ページ抜粋 |
★ ★ ★ ★ ★

米国で研修中だった2018年、小学生の息子の学校の日程表を見ると、1月15日が「赤い日」(公休日)だった。何の日かと思ってのぞいて見ると、「マーティン・ルーサー・キング・デー」だった。キング牧師の誕生日の1月15日を称えるために米国では1月の第3週の月曜日を祝日にしたが、18年の1月の第3週月曜日は15日だった。
キング牧師が米国で尊敬を受けている人物ということは知っていたが、誕生日を祝日にして記念するほどとは知らなかった。米国で誕生日を祝日に指定された人物には、初代大統領で国父と崇められているジョージ・ワシントン、アメリカ大陸を発見したとされるコロンブスがいる。キング牧師が米国で彼らと同じ隊列に上ったと言える。
キング牧師の最大の業績は、もちろん米国の黒人の人権増進に大いに貢献したということだ。代表的には、55年のバスで起こった人種差別問題をきっかけに、キング牧師は黒人社会の力を結集させて人種分離法廃止運動を行い、成功した。「バス・ボイコット運動」など非暴力で成し遂げたので、貴重な成果だった。白人もキング牧師を認めることになった。

★ ★ ★ ★ ★

元資料 |
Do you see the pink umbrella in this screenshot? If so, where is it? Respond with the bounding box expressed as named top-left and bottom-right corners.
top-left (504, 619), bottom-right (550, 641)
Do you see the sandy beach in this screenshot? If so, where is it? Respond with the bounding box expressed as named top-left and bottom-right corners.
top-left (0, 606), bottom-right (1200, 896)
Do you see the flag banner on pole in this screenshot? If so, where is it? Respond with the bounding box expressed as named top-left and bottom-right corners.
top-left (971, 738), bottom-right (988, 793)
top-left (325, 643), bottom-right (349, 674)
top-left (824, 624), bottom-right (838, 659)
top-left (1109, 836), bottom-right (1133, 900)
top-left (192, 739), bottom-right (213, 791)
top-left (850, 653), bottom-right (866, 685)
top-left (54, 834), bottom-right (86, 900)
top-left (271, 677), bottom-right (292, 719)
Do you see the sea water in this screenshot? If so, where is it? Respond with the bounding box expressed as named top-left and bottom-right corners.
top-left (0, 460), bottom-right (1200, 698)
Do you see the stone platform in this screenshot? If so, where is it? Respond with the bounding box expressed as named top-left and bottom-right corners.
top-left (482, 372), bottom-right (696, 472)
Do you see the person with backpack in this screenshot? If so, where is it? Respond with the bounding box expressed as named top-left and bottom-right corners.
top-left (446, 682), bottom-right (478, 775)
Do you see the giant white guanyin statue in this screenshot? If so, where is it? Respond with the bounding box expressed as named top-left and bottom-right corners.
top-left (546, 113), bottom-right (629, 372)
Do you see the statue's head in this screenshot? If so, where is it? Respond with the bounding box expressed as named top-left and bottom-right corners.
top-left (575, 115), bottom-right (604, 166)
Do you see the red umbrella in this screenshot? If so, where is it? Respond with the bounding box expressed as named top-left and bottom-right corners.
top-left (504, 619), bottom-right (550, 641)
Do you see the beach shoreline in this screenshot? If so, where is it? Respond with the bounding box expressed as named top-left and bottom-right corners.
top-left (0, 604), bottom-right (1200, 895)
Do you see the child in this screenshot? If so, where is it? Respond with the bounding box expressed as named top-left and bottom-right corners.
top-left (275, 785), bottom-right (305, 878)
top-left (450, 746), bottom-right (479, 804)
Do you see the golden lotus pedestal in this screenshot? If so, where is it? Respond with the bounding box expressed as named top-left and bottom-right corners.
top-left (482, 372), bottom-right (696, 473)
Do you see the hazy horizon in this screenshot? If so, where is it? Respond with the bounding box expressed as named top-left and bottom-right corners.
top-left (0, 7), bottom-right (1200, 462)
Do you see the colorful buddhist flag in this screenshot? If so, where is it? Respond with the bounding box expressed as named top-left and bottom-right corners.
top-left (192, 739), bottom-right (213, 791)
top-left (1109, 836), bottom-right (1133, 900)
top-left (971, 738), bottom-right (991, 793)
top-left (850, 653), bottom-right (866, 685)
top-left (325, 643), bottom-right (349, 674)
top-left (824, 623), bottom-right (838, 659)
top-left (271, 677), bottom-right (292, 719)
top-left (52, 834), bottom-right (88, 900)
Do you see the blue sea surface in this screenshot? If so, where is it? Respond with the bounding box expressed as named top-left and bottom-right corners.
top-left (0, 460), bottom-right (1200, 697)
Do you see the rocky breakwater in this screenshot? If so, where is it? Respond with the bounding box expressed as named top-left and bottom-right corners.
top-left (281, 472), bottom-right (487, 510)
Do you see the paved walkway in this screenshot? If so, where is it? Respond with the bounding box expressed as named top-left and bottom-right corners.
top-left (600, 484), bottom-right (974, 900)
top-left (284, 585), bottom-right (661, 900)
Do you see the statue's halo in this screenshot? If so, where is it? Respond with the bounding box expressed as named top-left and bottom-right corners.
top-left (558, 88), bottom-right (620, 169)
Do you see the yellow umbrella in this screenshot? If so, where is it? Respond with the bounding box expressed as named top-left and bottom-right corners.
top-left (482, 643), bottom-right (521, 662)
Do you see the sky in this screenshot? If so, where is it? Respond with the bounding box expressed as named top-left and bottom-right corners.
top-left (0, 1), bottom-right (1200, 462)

★ ★ ★ ★ ★

課題一覧 |
[1] キング牧師についての文章のうち、「キング牧師の最大の業績は、も」から「グ牧師を認めることになった。」までのすべてを、一字一句変えずに書き写してください。
[2] 次の(a)〜(c)がキング牧師についての文章の内容と一致するかどうかを「はい」か「いいえ」で答え、判断の根拠となる箇所を原文どおりに引用してください。(a) 2018年の1月第3週の月曜日は1月15日であった。(b) 誕生日が祝日として記念されるほどキング牧師が尊敬されていることを、以前から知っていた。(c) 「バス・ボイコット運動」は暴力を伴う手段で行われた。

解答 |
[1]
キング牧師の最大の業績は、もちろん米国の黒人の人権増進に大いに貢献したということだ。代表的には、55年のバスで起こった人種差別問題をきっかけに、キング牧師は黒人社会の力を結集させて人種分離法廃止運動を行い、成功した。「バス・ボイコット運動」など非暴力で成し遂げたので、貴重な成果だった。白人もキング牧師を認めることになった。

[2]
(a) はい。「18年の1月の第3週月曜日は15日だった」
(b) いいえ。「誕生日を祝日にして記念するほどとは知らなかった」
(c) いいえ。「「バス・ボイコット運動」など非暴力で成し遂げた」